REQUISITOS DA TAREFA:
Responda às perguntas seguintes com base no texto sobre a Commonwealth apresentado abaixo.
1. Em que ano aderiu Moçambique à Commonwealth?
2. Quem vai representar Isabel II em Kigali?
3. Em que dia da semana chega Boris Johnson ao Ruanda?

SEGMENTO DE TEXTO:

--------------------------------

As duas nações africanas não foram colónias do Reino Unido (os gaboneses estiveram sob tutela francesa, os togoleses sob tutela alemã), mas decidiram aderir à Commonwealth por terem laços culturais, económicos e outros com o país. O mesmo sucedeu em 2009 com o francófono Ruanda, anfitrião da presente reunião, e em 1995 com o lusófono Moçambique, nenhum dos quais pertenceu ao Império onde o sol não se punha.

A chefe da Commonwealth, Isabel II ­— soberana do Reino Unido e de outros 14 estados-membros —, não irá a Kigali, fazendo-se representar pelo filho e presumível sucessor Carlos. Este herdará também o cargo da mãe na organização, processo que não é automático mas que os 54 países implicados decidiram em 2018, por sugestão da rainha, hoje com 96 anos.

Juízes impedem primeiras deportações

A chegada de Boris Johnson ao Ruanda, esta quinta-feira, põe em destaque um dos dossiês mais polémicos da cimeira, apesar de não fazer parte da agenda oficial: o plano do Governo britânico para deportar imigrantes para solo ruandês, ao abrigo de um acordo com o Governo local, enquanto decorre o seu processo de candidatura a asilo no Reino Unido.

--------------------------------

REGISTOS DE DADOS:

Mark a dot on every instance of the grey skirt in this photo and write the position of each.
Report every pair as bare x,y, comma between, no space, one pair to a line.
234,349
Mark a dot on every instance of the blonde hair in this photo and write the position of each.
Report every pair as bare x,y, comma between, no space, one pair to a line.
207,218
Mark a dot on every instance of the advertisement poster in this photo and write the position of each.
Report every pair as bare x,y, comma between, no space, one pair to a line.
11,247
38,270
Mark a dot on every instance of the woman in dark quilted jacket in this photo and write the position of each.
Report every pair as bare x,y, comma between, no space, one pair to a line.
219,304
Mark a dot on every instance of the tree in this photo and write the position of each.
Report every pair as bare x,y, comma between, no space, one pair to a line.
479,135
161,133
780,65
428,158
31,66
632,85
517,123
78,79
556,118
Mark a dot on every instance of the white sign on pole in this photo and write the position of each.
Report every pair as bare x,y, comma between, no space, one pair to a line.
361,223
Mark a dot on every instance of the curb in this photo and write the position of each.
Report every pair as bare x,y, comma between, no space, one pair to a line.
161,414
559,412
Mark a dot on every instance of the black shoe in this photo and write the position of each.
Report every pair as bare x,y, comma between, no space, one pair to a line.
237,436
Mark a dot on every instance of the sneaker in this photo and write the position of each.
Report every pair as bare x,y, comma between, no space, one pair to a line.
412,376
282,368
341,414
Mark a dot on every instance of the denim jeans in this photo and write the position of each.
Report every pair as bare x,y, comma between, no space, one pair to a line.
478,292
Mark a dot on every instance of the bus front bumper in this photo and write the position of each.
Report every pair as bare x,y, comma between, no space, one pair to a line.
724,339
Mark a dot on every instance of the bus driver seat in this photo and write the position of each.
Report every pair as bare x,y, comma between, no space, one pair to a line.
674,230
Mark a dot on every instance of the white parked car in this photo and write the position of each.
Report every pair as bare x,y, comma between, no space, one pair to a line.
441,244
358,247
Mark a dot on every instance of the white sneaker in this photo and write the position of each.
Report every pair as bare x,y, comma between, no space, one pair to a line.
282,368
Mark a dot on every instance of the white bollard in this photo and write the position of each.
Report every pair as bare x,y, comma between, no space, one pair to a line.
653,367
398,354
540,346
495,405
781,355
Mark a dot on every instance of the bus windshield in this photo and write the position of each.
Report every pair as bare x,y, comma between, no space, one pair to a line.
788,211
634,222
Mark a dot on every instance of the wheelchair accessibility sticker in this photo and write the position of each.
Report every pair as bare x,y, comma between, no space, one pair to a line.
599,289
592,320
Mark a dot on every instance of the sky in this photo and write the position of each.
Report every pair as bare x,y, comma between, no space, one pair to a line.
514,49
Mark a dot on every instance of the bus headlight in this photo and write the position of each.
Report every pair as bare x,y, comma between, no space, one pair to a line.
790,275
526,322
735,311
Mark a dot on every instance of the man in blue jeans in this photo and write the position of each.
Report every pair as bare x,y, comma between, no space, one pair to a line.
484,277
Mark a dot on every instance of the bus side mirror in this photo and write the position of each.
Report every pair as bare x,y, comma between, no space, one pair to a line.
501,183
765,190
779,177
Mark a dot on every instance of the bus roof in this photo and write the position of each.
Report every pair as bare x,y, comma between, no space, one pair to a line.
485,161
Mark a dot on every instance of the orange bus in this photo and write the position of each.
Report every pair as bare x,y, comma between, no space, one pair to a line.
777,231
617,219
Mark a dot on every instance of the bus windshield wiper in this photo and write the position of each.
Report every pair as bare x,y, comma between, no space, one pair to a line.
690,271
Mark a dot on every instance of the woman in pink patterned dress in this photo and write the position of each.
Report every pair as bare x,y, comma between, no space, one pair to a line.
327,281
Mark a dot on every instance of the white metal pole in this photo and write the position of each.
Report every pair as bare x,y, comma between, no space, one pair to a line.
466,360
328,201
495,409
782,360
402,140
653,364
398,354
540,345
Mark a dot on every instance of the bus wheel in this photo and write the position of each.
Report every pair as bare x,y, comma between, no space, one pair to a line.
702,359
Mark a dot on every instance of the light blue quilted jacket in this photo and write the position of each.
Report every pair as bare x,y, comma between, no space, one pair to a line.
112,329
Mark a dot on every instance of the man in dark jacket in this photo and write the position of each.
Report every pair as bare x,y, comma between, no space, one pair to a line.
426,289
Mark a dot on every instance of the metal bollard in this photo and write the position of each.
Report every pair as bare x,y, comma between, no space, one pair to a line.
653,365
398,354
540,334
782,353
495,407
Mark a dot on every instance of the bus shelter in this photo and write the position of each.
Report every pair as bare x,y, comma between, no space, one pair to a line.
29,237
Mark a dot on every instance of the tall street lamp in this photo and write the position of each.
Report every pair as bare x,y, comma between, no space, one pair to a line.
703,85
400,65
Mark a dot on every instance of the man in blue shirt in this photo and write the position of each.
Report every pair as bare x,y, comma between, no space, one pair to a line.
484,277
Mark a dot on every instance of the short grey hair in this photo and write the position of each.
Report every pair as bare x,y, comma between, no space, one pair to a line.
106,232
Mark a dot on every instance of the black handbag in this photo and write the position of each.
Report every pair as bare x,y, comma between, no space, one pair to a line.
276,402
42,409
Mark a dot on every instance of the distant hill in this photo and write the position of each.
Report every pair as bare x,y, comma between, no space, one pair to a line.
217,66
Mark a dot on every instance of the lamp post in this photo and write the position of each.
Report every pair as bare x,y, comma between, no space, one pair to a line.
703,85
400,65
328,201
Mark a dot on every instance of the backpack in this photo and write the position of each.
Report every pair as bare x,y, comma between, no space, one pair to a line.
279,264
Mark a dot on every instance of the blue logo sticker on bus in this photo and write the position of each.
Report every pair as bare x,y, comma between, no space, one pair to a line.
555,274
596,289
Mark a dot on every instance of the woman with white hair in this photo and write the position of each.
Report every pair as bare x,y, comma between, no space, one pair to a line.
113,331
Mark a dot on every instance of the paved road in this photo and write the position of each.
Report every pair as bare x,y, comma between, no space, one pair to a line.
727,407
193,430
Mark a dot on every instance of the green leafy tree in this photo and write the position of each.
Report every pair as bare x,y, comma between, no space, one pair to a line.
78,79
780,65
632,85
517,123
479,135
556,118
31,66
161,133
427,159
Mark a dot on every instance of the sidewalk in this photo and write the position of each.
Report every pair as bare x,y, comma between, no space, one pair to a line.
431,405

--------------------------------

EXERCÍCIO CONCLUÍDO:
1. Em 1995.
2. O filho, Carlos.
3. Quinta-feira.